> [Task statement]: Copy the items below word for word, starting at the line that contains "Mark the person" and ending at the last line of the items. Leave the pictures out.
::: Given data :::
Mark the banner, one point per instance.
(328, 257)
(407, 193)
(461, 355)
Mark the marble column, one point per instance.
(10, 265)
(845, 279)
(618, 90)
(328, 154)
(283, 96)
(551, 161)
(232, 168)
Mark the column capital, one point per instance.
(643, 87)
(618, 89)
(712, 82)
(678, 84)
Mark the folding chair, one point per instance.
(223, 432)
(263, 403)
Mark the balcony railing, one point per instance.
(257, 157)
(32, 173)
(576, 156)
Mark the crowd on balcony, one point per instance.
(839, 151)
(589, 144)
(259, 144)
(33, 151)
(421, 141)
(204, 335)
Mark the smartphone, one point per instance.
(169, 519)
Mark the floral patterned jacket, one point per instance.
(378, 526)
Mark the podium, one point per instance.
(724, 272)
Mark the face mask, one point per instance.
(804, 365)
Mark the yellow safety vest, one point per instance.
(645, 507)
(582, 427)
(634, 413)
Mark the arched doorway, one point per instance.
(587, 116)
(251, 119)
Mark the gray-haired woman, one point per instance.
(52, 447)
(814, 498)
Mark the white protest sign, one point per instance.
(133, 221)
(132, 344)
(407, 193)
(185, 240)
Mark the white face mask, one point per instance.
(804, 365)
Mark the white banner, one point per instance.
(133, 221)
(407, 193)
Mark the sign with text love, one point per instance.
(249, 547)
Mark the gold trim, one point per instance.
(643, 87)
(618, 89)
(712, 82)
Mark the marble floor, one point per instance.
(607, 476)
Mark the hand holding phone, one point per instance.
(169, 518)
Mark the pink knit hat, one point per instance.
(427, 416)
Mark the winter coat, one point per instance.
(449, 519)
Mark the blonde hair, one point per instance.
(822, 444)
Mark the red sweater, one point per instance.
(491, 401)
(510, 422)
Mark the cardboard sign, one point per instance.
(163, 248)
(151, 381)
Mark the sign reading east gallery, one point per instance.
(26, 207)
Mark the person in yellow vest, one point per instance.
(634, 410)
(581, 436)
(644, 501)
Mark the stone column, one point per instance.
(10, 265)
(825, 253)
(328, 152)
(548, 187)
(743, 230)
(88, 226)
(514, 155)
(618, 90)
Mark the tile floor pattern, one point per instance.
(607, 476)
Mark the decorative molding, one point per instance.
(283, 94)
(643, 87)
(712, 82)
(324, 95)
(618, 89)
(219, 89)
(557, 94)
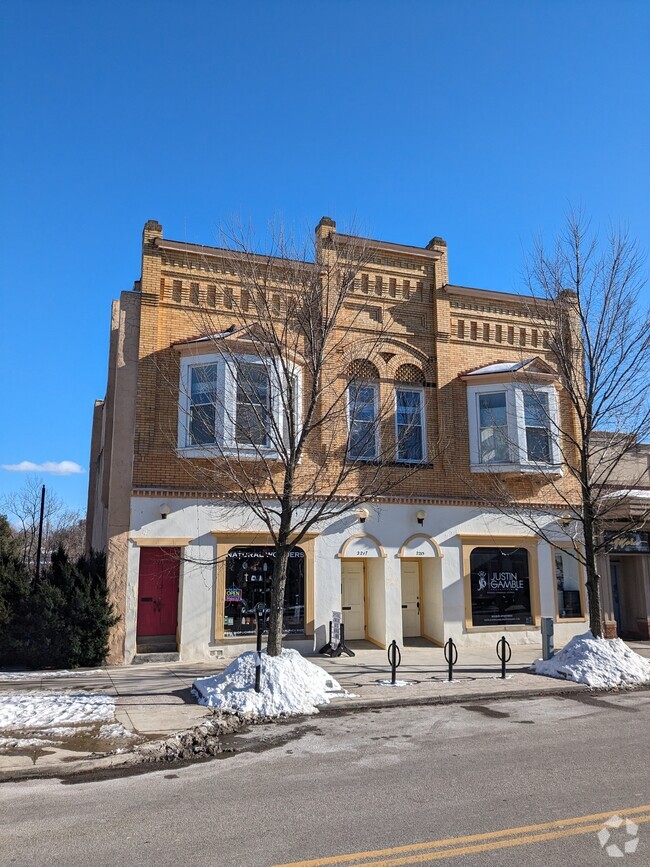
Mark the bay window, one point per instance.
(513, 427)
(232, 406)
:::
> [Final answer]:
Mark the person in yellow vest, one point per instance.
(634, 410)
(581, 436)
(644, 501)
Mark the stone column, one point per instance.
(10, 265)
(825, 253)
(328, 152)
(548, 187)
(743, 230)
(88, 226)
(514, 155)
(618, 90)
Mark the tile floor pattern, one point per instance.
(607, 476)
Mark the decorative molding, one point per instance.
(283, 94)
(643, 87)
(712, 82)
(324, 95)
(618, 89)
(219, 89)
(557, 94)
Mark the bay window, one point per instance.
(513, 427)
(232, 406)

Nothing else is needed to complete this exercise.